§ **EXCERTO SELECIONADO**:
★ ★ ★ ★ ★

26.3.23

A roupa nova do imperador

 


«Uma vez fui a Vizela levar um banho de multidão. A campanha do PPM estava a correr mal. Tinha havido uma conferência de imprensa em que o único jornalista que compareceu — um estagiário muito bem-educado — tinha de fazer perguntas aos cinco membros da mesa. Estes faziam esticar as respostas, até porque estava lá a televisão e tudo.

“Vamos a Vizela, que tu precisas é de um banho de multidão!”, disse o meu amigo Luís, explicando que éramos o único partido a defender a elevação de Vizela a concelho e que os vizelenses, lendariamente exuberantes, queriam mostrar a gratidão.

Quando lá chegámos, não estava lá ninguém. Fomos à procura de alguém que nos explicasse o que se tinha passado, mas também não tivemos sorte. Voltámos para Lisboa sem ter tomado banho. Vizela tinha falado. Pouco tempo depois, quando fomos a votos, Portugal inteiro deu-lhe razão.

★ ★ ★ ★ ★

(Excertos de dados de apontamento)

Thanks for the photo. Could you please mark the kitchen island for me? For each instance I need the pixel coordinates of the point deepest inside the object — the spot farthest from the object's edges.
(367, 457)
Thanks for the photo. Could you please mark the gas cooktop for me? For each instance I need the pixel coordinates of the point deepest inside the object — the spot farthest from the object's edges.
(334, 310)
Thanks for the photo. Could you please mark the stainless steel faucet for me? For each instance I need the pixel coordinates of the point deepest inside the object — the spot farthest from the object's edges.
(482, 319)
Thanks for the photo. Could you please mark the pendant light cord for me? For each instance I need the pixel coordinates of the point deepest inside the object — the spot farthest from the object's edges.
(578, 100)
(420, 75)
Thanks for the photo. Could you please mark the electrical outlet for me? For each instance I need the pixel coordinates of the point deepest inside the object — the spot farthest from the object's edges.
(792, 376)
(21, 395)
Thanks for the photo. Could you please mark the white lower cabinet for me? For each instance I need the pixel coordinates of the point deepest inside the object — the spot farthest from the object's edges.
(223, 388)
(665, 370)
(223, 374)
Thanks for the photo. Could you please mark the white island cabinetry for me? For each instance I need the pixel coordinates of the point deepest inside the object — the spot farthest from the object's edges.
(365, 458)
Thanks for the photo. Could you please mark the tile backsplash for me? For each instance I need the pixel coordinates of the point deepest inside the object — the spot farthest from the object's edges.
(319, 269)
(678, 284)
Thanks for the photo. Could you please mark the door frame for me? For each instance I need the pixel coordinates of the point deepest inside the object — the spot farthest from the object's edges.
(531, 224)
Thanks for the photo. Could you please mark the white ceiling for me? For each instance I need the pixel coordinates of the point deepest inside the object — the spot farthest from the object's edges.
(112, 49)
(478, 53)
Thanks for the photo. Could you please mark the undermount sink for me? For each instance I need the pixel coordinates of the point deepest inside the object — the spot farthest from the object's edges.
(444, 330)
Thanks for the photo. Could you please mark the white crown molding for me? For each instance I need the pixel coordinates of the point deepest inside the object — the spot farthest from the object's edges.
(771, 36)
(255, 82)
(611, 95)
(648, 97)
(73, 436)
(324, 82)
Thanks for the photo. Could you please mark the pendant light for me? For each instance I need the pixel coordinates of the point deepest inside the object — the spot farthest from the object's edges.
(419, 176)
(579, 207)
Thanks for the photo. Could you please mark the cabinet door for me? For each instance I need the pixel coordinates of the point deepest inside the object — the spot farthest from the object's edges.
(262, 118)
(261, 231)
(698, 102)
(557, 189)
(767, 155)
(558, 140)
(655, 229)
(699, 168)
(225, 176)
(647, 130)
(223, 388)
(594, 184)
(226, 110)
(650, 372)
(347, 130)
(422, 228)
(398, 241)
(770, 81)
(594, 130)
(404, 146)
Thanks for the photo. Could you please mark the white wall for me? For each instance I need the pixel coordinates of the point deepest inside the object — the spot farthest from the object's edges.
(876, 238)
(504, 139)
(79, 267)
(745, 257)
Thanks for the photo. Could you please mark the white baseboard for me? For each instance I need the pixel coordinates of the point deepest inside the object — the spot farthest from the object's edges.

★ ★ ★ ★ ★

§ **PROBLEMA PROPOSTO A**:
Responda às seguintes perguntas sobre a crónica da ida a Vizela:
(i) Quantos jornalistas compareceram à conferência de imprensa?
(ii) Que causa o PPM era o único partido a defender?
(iii) Para onde regressaram depois de não encontrarem ninguém em Vizela?
§ **PROBLEMA PROPOSTO B**: Prossiga a crónica da ida a Vizela a partir do ponto onde termina.

§ **RESPOSTA A**:
(i) Um só, um estagiário.
(ii) A elevação de Vizela a concelho.
(iii) Para Lisboa.

§ **RESPOSTA B**:
Foi por isso com um estranho alívio que tomei conhecimento da estátua que Vizela ergueu ao homem que conseguiu mesmo elevá-la a concelho: António Guterres. Investiram-se 400 quilos de bronze para elevar o Engenheiro a dois metros de altura, ao câmbio de 200 quilos por metro.

Não me detive no pormenor dos sapatinhos, subtilmente abertos ao diálogo. Embora curtos de biqueira, ostentam chorosos atacadores, quais choupos à beira dum rio seco.

Veja-se como fazem questão de se distanciar das bainhas das calças, recuadas nas barrigas das brônzeas pernas, ao estilo pour fuir la police que as jovens veraneantes portuguesas conhecem como “corsários”. Tão-pouco me deixei deslumbrar pelo mullet azul-cobalto com que o estadista desafia os padrões convencionais da beleza masculina. Mas aprendi uma coisa: com os inimigos e os gozões podemos nós bem. Temos é de ter cuidado com os homenageantes.

Nada é mais mortífero do que aquilo que é feito com boa vontade. Os heróis com pés de barro não são nada, comparados com os que foram enaltecidos com pés de bronze.

Que mais ninguém se meta com Vizela!»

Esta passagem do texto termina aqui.